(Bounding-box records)
──────────

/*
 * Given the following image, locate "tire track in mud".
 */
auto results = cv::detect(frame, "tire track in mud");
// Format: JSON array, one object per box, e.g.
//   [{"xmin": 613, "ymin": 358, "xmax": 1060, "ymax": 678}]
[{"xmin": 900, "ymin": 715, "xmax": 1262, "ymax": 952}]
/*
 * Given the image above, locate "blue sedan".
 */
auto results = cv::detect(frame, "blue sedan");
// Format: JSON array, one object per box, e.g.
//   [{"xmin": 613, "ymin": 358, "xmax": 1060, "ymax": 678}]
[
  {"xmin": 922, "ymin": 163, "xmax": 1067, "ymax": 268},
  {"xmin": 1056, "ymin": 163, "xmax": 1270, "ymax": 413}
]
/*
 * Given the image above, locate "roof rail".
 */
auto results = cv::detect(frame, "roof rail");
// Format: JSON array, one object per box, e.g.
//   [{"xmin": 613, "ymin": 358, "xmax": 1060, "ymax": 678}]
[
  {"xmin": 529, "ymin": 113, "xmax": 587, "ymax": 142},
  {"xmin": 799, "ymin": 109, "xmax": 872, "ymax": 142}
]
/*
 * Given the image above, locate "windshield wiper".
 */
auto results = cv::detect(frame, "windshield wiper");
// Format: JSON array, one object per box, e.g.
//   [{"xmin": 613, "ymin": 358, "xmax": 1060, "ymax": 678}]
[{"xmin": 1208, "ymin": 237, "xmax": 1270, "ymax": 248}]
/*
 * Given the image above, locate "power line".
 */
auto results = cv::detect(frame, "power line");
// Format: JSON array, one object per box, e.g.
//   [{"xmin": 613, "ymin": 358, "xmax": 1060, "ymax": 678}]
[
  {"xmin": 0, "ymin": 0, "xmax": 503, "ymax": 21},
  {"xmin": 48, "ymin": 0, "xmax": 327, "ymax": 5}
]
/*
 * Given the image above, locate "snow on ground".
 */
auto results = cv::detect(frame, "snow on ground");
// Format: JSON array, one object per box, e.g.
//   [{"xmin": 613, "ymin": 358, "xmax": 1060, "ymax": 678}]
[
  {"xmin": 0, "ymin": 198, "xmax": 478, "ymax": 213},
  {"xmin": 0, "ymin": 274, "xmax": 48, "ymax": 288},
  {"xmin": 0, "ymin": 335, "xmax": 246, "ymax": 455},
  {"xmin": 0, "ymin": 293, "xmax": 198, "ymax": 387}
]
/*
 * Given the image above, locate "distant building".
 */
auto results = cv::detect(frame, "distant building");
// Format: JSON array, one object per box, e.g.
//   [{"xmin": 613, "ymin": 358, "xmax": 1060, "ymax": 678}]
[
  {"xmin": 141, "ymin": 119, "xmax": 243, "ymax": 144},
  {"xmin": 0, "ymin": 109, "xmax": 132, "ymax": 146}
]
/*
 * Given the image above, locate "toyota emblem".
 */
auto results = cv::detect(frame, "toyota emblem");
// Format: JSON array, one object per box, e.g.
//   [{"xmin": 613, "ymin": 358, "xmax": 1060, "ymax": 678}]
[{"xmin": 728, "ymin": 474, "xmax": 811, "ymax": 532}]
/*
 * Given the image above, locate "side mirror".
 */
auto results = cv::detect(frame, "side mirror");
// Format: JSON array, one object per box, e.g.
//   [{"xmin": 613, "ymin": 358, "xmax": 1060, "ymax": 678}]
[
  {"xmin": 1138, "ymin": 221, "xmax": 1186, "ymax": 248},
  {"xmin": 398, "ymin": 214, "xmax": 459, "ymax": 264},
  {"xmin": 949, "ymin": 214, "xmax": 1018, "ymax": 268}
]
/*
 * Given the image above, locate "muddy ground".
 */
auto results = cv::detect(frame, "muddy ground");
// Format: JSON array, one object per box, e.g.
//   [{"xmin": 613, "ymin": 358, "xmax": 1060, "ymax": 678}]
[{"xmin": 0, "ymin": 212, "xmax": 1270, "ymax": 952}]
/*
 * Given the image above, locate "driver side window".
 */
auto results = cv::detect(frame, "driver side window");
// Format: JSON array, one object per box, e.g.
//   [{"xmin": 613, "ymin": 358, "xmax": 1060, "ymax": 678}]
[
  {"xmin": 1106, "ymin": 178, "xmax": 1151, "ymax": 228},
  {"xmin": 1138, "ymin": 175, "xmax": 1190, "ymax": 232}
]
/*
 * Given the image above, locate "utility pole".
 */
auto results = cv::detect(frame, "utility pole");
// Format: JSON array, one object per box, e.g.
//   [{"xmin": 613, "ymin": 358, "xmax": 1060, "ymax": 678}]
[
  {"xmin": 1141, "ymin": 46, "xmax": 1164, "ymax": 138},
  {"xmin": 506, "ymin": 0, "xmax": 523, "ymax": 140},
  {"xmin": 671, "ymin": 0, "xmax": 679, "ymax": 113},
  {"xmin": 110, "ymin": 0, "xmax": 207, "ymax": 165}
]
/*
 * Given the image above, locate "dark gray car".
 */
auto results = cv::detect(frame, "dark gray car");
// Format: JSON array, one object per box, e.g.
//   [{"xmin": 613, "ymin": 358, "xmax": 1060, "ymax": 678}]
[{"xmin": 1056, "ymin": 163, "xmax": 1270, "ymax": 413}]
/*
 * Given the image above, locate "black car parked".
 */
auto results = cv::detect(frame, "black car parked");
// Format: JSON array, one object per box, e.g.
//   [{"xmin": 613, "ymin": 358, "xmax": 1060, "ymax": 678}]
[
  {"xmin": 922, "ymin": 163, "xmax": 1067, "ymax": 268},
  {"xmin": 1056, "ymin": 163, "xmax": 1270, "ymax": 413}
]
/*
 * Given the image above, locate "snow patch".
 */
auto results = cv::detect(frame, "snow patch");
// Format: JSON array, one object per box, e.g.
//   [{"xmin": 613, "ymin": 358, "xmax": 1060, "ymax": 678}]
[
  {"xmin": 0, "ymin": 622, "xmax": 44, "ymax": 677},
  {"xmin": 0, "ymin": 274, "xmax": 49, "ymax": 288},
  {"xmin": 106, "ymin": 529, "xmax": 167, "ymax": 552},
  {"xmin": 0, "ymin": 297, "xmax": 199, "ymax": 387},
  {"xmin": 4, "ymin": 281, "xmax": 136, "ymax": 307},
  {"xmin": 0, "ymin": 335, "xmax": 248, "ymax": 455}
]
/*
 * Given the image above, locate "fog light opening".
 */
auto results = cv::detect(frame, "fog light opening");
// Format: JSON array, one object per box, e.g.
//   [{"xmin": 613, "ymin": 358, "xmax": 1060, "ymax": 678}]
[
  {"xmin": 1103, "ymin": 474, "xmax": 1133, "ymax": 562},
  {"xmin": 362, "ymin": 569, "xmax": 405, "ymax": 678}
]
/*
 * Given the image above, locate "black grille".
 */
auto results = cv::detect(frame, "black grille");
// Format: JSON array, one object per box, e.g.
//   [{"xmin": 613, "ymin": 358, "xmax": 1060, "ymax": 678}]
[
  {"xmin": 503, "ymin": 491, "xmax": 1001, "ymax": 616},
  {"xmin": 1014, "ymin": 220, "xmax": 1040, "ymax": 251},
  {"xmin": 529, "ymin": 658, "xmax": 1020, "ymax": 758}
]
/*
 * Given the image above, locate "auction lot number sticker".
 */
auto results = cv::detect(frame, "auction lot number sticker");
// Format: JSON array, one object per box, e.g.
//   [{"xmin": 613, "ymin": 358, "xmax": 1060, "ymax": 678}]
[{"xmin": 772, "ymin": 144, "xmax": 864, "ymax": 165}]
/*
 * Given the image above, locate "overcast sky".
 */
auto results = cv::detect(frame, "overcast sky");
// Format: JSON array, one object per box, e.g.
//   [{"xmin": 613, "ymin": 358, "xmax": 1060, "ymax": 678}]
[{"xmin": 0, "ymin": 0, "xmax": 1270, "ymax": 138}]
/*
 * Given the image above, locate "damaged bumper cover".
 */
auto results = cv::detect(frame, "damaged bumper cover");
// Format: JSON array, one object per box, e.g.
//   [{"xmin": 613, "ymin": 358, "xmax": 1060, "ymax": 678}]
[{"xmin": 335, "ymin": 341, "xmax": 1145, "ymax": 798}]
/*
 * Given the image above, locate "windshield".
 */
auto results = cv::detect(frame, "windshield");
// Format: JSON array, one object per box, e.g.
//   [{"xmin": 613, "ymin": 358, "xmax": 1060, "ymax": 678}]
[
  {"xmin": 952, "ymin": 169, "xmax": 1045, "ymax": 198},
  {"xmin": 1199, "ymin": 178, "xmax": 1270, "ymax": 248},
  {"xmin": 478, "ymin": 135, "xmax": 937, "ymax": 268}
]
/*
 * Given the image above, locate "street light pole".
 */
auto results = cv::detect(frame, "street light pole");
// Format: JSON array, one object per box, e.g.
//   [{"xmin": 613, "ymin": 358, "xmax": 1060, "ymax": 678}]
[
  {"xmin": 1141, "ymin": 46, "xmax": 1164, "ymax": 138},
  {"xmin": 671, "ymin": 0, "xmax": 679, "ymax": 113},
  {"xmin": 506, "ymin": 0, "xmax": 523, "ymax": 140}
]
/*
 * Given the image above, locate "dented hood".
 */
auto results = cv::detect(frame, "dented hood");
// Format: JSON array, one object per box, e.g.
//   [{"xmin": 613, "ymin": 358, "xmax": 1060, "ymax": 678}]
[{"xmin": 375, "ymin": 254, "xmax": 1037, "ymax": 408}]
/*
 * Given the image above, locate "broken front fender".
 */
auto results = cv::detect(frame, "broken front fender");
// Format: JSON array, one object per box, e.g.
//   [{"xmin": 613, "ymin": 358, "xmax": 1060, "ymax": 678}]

──────────

__SHORT EXERCISE__. Pick out every line in the items above that contains the word "ground", and copy each of those lines.

__RESULT OF THIS EXERCISE__.
 * Given the image above, locate "snow on ground".
auto results = cv::detect(frame, "snow on ground");
 * Given the image above, locate "muddy ground".
auto results = cv::detect(frame, "muddy ground");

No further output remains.